**Task brief**
Extract each line of the data below that contains the string "hair". Treat uppercase and lowercase letters as distinct.

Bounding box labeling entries
☆ ☆ ☆

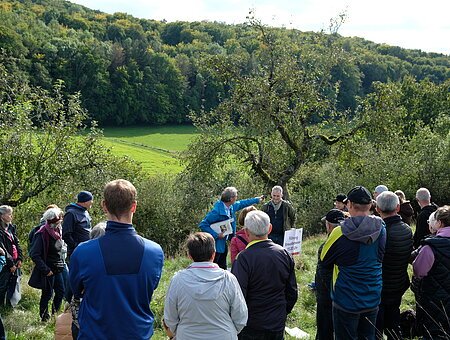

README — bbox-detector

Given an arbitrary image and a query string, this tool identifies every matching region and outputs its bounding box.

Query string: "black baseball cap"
[325,209,345,224]
[345,185,372,204]
[335,194,347,203]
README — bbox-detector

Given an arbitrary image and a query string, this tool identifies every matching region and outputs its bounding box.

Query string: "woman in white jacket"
[164,232,248,340]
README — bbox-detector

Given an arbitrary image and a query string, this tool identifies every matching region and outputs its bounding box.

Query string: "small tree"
[185,18,362,197]
[0,56,109,206]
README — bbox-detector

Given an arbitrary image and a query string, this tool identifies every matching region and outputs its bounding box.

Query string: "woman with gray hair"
[29,208,67,321]
[0,205,23,306]
[395,190,414,225]
[163,233,248,340]
[413,205,450,339]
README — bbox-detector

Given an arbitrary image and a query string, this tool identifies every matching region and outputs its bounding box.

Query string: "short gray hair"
[244,210,270,237]
[272,185,283,194]
[374,184,389,194]
[395,190,406,203]
[0,205,13,216]
[89,221,106,240]
[377,191,400,213]
[416,188,431,201]
[220,187,237,203]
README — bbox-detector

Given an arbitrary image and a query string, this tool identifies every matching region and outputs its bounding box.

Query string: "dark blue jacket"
[62,203,91,256]
[69,221,164,340]
[320,216,386,313]
[420,236,450,339]
[0,224,23,271]
[231,240,298,332]
[199,197,259,253]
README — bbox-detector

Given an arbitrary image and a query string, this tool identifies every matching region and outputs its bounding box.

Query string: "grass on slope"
[103,125,197,175]
[2,234,414,340]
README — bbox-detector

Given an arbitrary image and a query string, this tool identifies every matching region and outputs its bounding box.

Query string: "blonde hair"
[103,179,137,217]
[434,205,450,227]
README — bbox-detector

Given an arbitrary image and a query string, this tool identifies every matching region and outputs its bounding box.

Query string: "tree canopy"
[0,0,450,126]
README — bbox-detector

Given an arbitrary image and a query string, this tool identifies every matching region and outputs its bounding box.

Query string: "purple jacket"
[413,226,450,277]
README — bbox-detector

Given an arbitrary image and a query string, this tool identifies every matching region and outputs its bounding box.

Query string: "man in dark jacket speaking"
[231,210,298,340]
[376,191,413,339]
[261,185,295,246]
[62,191,94,256]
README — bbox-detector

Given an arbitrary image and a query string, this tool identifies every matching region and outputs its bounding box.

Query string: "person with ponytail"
[0,205,23,306]
[30,208,67,321]
[413,205,450,339]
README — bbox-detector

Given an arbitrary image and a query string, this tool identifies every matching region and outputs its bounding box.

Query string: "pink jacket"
[230,229,248,263]
[413,226,450,277]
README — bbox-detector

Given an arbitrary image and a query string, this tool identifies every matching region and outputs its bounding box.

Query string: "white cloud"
[74,0,450,54]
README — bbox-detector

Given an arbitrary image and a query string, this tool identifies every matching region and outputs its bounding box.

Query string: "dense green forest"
[0,0,450,126]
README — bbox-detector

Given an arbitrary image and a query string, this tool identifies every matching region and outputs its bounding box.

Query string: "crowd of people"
[0,180,450,340]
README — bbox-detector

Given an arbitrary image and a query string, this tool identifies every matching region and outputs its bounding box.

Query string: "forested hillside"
[0,0,450,126]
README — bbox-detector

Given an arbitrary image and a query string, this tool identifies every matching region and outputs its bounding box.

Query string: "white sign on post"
[283,228,303,255]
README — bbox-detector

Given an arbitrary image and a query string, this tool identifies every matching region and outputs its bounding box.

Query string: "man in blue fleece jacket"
[70,179,164,340]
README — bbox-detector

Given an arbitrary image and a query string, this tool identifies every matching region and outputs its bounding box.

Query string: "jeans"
[316,299,334,340]
[238,327,284,340]
[214,245,228,270]
[376,297,402,340]
[0,267,16,307]
[39,273,64,320]
[0,317,6,340]
[333,306,378,340]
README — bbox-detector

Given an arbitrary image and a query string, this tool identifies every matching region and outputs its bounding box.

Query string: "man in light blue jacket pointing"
[199,187,264,269]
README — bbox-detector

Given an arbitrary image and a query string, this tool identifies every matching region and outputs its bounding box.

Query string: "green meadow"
[102,125,197,175]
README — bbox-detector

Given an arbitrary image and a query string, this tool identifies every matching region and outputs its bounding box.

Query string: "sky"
[71,0,450,55]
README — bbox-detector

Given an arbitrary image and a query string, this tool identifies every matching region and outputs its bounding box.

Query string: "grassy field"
[2,235,414,340]
[103,126,197,175]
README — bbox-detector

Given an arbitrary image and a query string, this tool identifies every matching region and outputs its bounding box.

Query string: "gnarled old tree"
[185,19,362,197]
[0,58,105,206]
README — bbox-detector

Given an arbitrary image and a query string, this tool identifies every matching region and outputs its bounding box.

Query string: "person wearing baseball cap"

☆ ☆ ☆

**Reply to the task**
Query string: "woman with gray hair"
Query string: "short gray hair"
Query string: "blonde hair"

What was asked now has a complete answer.